INFORMATION SHOWN below:
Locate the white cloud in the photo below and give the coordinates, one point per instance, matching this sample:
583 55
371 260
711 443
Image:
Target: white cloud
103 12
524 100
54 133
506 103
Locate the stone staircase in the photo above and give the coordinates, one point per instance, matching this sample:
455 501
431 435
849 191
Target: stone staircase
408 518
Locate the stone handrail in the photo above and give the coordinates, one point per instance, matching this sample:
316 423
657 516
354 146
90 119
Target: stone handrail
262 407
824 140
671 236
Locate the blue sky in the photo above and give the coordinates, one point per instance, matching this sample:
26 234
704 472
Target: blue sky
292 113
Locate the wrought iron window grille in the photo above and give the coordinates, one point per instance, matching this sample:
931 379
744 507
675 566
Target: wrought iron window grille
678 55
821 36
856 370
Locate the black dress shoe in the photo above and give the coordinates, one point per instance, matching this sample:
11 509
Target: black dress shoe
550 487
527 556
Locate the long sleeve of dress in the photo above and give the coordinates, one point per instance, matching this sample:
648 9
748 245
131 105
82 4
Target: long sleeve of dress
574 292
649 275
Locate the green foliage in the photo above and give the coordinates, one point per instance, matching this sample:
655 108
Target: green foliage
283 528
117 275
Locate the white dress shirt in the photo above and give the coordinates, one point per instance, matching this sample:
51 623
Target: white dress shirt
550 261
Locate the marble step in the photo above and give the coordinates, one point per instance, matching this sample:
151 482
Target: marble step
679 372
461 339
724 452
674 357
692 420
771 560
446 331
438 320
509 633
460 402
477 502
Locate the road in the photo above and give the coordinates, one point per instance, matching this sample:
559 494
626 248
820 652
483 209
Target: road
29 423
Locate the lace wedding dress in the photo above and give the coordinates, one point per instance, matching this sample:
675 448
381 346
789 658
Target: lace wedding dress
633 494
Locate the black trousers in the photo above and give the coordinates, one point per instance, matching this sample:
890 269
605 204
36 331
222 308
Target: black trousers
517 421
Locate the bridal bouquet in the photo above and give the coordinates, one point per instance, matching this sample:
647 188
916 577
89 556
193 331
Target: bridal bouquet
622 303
End of INFORMATION SHOWN.
### EXERCISE OBJECTIVE:
The entire listing needs to be output again, exactly, please.

### COMPLETED TASK:
Locate the white cloud in the photo below and give the coordinates, one point per instance, matching this sample:
583 55
371 260
711 443
Image:
Target: white cloud
103 12
524 100
54 133
506 103
Locate the stone staircase in the photo above and give the coordinates, one point per instance, matching this sample:
455 501
431 435
849 191
Target: stone staircase
408 518
Locate the stone handrail in the photo above and give the coordinates, one point per instance, matching this sample:
316 423
657 516
354 146
90 119
Target: stone handrail
262 407
824 140
671 236
Locate the blue sky in the photo above and give the coordinates, one point per instance, matching this sample:
26 234
704 472
Target: blue sky
292 113
Locate the wrought iron window grille in the photo above and give the coordinates, one point per instance, matching this sample:
931 379
744 507
675 566
Target: wrought iron window grille
678 55
821 36
856 370
Locate the black dress shoe in the photo above and give the coordinates, one point per instance, matching this sample:
11 509
Target: black dress shoe
550 487
527 556
Locate the long sleeve of dress in the photo above and give the coordinates, one point per instance, matching this sample:
648 9
748 245
131 105
82 4
Target: long sleeve of dress
574 292
649 275
Locate the green foliage in the photo above and give the coordinates, one point per instance, matching this sample:
655 108
Target: green foliage
283 528
117 275
Locate the white dress shirt in the photo above and give the coordinates, one point per instance, matching this sample:
51 623
Target: white dress shirt
550 261
Locate the marble step in the photo above and give the coordinates, one point per instance, matching this sample:
151 482
Target: marble step
679 372
461 339
724 452
674 357
692 420
771 560
446 331
438 320
509 633
460 402
477 502
Locate the road in the photo above and give the coordinates, one point per instance, matching this sample:
559 494
626 248
820 652
483 209
Target: road
29 423
Locate the lace wedding dress in the photo above and give the coordinates, one point per instance, matching this sample:
675 448
381 346
789 658
Target: lace wedding dress
633 494
Locate the black trousers in the photo above and give the coordinates, one point per instance, matching this sample:
890 269
605 204
36 331
222 308
Target: black trousers
517 421
Locate the bridal bouquet in the photo above and give the coordinates, one point per instance, matching this sample:
647 188
916 577
89 556
193 331
Target: bridal bouquet
622 303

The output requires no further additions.